Please lay out, as a numbered list, every line from the one containing "as [49, 260]." through the end of the rows, skipping blank lines and leaving out the pictures.

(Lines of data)
"""

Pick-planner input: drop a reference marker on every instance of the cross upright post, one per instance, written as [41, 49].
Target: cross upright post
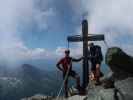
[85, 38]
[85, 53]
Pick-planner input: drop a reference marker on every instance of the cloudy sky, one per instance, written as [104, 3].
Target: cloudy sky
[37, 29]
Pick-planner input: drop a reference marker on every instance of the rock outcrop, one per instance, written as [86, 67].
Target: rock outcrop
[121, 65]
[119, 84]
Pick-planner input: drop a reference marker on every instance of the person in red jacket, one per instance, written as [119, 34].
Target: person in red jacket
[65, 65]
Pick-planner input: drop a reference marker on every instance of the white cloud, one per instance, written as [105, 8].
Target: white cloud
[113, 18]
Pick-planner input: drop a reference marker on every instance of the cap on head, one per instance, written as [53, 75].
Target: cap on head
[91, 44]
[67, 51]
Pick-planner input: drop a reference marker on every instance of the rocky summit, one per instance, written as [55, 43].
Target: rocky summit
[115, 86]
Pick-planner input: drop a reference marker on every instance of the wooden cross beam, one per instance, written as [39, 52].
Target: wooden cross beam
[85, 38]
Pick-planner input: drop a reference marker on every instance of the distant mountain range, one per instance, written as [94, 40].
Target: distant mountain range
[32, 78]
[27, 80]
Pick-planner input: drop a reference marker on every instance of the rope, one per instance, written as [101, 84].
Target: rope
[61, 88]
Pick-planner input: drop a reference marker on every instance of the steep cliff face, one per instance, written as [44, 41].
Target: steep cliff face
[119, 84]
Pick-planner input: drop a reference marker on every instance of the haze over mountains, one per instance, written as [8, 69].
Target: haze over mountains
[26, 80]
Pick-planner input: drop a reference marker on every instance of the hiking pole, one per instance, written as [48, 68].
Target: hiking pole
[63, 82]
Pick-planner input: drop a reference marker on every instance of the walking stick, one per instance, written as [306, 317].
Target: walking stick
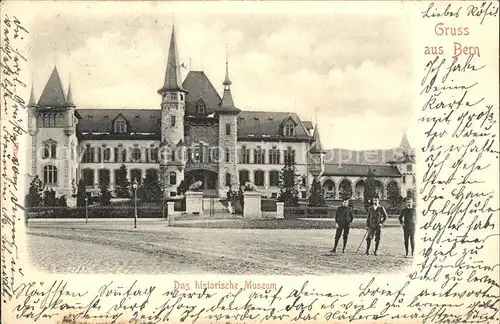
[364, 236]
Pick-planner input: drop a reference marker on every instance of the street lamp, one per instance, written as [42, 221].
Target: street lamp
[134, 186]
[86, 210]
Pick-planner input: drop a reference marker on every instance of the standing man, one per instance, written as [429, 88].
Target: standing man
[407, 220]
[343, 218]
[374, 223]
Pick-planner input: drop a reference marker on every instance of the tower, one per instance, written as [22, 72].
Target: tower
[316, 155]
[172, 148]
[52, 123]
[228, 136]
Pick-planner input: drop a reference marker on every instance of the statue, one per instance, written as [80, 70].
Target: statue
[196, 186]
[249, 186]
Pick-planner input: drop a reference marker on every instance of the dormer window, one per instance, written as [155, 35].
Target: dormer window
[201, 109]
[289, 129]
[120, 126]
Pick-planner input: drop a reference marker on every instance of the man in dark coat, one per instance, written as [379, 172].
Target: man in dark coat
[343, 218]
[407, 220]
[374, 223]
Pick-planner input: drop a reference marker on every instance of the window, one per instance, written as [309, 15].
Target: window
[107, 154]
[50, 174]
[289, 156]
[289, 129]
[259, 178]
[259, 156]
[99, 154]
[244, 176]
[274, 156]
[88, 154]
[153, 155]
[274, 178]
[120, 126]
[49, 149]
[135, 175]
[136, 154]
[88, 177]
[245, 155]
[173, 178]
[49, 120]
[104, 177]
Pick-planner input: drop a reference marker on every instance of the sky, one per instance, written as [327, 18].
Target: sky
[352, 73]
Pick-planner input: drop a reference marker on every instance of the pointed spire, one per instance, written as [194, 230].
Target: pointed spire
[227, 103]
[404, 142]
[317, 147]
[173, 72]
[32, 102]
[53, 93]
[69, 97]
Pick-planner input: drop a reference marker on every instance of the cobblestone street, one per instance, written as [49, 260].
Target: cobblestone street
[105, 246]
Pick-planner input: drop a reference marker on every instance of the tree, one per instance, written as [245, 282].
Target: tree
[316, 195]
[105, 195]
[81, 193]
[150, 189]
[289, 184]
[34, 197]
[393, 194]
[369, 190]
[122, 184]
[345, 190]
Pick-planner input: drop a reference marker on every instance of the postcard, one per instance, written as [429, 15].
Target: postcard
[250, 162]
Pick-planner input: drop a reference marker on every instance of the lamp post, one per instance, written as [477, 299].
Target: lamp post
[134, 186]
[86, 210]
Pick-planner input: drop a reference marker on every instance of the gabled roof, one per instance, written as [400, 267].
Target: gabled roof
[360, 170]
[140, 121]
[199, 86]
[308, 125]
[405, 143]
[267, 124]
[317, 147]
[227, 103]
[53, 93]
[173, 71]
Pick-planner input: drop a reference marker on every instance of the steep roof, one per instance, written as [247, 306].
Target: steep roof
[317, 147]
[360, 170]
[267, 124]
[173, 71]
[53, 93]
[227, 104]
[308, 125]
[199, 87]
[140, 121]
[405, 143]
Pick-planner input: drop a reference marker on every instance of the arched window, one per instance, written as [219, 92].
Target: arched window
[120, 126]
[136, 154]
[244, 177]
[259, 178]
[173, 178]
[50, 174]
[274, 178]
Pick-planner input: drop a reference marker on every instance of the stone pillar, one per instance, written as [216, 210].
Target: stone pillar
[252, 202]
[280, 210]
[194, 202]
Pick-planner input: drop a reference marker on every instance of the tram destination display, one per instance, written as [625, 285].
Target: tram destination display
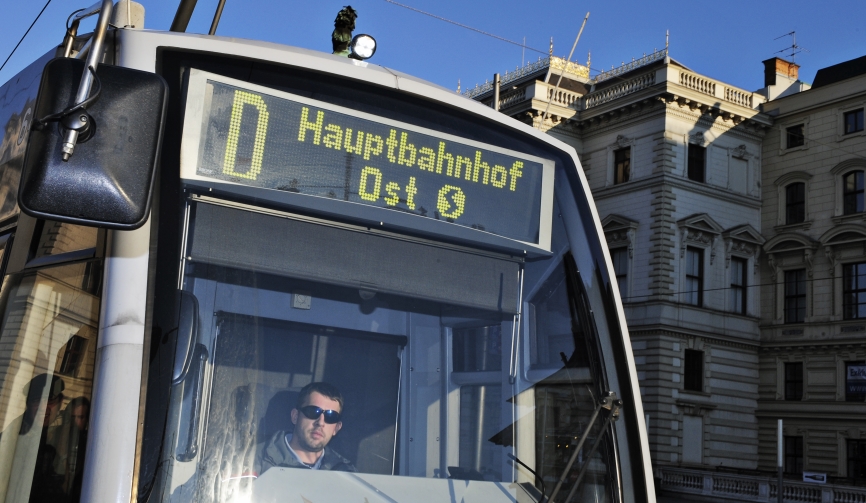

"""

_Completed exercise_
1. Pick-planner input: drop a reference marker on every instance of the cobblestone street, one per instance, written as [49, 260].
2. Target: cobblestone street
3. [105, 246]
4. Pick-planner input: drop a reference marker on every instance of the tree, one per instance, written as [245, 282].
5. Target: tree
6. [316, 195]
7. [105, 195]
8. [81, 193]
9. [150, 189]
10. [289, 184]
11. [34, 197]
12. [393, 194]
13. [369, 190]
14. [122, 184]
15. [345, 190]
16. Pick-planner input: drop a reference marker on every instance of the postcard, one per instance, written as [429, 15].
17. Target: postcard
18. [250, 162]
19. Pick-planner input: drop a reference marker on every instance of the lamp post, one per instance, written as [477, 299].
20. Target: lamp post
21. [134, 186]
22. [86, 210]
23. Pick-planner input: drop a reference marker on every instance of the gabled roof, one per instance, written as [400, 267].
24. Target: gabled roof
25. [360, 170]
26. [140, 121]
27. [199, 86]
28. [308, 125]
29. [405, 143]
30. [267, 124]
31. [317, 147]
32. [227, 103]
33. [53, 93]
34. [173, 71]
35. Pick-planner input: drop a reference marker on every instance of the steep roof, one per instance, written as [247, 306].
36. Target: steep roof
37. [317, 147]
38. [360, 170]
39. [267, 124]
40. [173, 71]
41. [53, 93]
42. [227, 104]
43. [308, 125]
44. [199, 87]
45. [140, 121]
46. [405, 143]
47. Pick-planner input: drop a reference marker on every instance of the arched window, one per instance, written as [219, 92].
48. Target: arched window
49. [120, 126]
50. [136, 154]
51. [244, 177]
52. [259, 178]
53. [173, 178]
54. [50, 174]
55. [274, 178]
56. Pick-planner input: drop a reference marker on every instance of the stone pillar, one per instance, written as [216, 210].
57. Target: stone pillar
58. [252, 202]
59. [280, 210]
60. [194, 202]
61. Pick-planner input: drop a reference marker on every instance of the tram destination display, one per instance, written as [625, 285].
62. Target: tram destination display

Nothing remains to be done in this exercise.